WHAT YOU WILL DO = The lines needed run from the one that contains "Target: magenta flower" through the end of the material below, both included; write them out exactly, with no pictures.

DATA EXTRACTS =
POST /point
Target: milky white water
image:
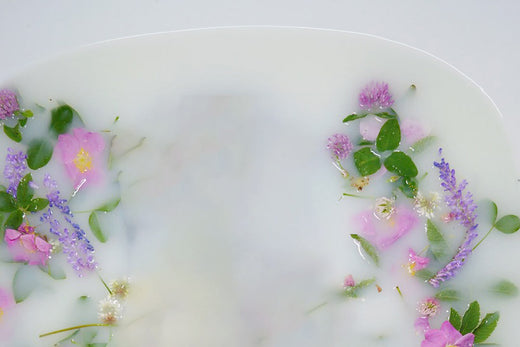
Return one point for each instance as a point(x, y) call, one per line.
point(230, 224)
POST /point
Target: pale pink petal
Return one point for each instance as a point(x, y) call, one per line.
point(422, 324)
point(369, 127)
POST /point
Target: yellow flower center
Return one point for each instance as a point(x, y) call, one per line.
point(83, 161)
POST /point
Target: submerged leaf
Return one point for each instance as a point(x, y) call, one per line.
point(93, 221)
point(369, 249)
point(455, 318)
point(471, 318)
point(505, 288)
point(486, 327)
point(508, 224)
point(438, 244)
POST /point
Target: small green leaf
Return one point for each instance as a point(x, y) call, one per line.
point(486, 327)
point(93, 221)
point(508, 224)
point(505, 288)
point(438, 244)
point(470, 319)
point(61, 119)
point(24, 282)
point(494, 212)
point(448, 295)
point(424, 274)
point(455, 319)
point(369, 249)
point(7, 202)
point(109, 206)
point(354, 116)
point(401, 164)
point(366, 161)
point(24, 192)
point(27, 113)
point(389, 136)
point(13, 133)
point(409, 187)
point(14, 220)
point(39, 153)
point(37, 204)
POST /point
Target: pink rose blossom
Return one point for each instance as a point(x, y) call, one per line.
point(81, 152)
point(447, 335)
point(25, 246)
point(384, 232)
point(415, 262)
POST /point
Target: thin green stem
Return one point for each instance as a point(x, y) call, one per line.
point(104, 283)
point(482, 239)
point(76, 327)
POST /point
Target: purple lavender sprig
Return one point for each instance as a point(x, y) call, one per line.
point(463, 209)
point(79, 250)
point(15, 167)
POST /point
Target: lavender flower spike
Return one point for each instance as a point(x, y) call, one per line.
point(14, 170)
point(464, 210)
point(8, 103)
point(375, 95)
point(79, 251)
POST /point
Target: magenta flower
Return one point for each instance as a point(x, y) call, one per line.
point(339, 146)
point(384, 232)
point(25, 246)
point(81, 153)
point(447, 335)
point(8, 103)
point(415, 262)
point(375, 95)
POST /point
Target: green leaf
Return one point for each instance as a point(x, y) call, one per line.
point(409, 187)
point(438, 244)
point(13, 133)
point(448, 295)
point(354, 116)
point(486, 327)
point(61, 119)
point(7, 202)
point(93, 221)
point(366, 161)
point(505, 288)
point(455, 319)
point(24, 282)
point(369, 249)
point(39, 153)
point(24, 192)
point(27, 113)
point(401, 164)
point(508, 224)
point(389, 136)
point(471, 318)
point(14, 220)
point(37, 204)
point(422, 144)
point(109, 206)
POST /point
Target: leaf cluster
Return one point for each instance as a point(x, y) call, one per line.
point(470, 322)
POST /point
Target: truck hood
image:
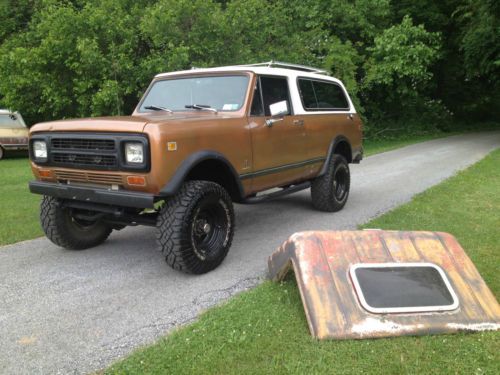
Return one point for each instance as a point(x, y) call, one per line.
point(123, 124)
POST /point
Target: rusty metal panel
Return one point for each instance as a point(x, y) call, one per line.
point(322, 260)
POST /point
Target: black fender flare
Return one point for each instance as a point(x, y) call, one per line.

SOLVED PROBLEM =
Target: magenta flower
Return one point for each instance as a point(x, y) call, one per line.
point(339, 146)
point(384, 232)
point(25, 246)
point(81, 153)
point(447, 335)
point(8, 103)
point(415, 262)
point(375, 95)
POST /point
Target: green leaf
Return one point for each instance as a point(x, y) call, one per line.
point(409, 187)
point(438, 244)
point(13, 133)
point(448, 295)
point(354, 116)
point(486, 327)
point(61, 119)
point(7, 202)
point(93, 221)
point(366, 161)
point(505, 288)
point(455, 319)
point(24, 282)
point(369, 249)
point(39, 153)
point(24, 192)
point(27, 113)
point(401, 164)
point(508, 224)
point(389, 136)
point(471, 318)
point(14, 220)
point(37, 204)
point(422, 144)
point(109, 206)
POST /point
Target: leaf cluster
Return one point for each instance as a point(x, y) call, one per line.
point(470, 322)
POST /point
Target: truck hood
image:
Return one point for each instance as a point(x, y) call, one per line.
point(123, 124)
POST /point
Target: rusty metal panel
Return one point for each instance as a point(x, y) call, one per line.
point(322, 260)
POST /point
Target: black fender flare
Return one point for each instance as a point(x, y) call, one per line.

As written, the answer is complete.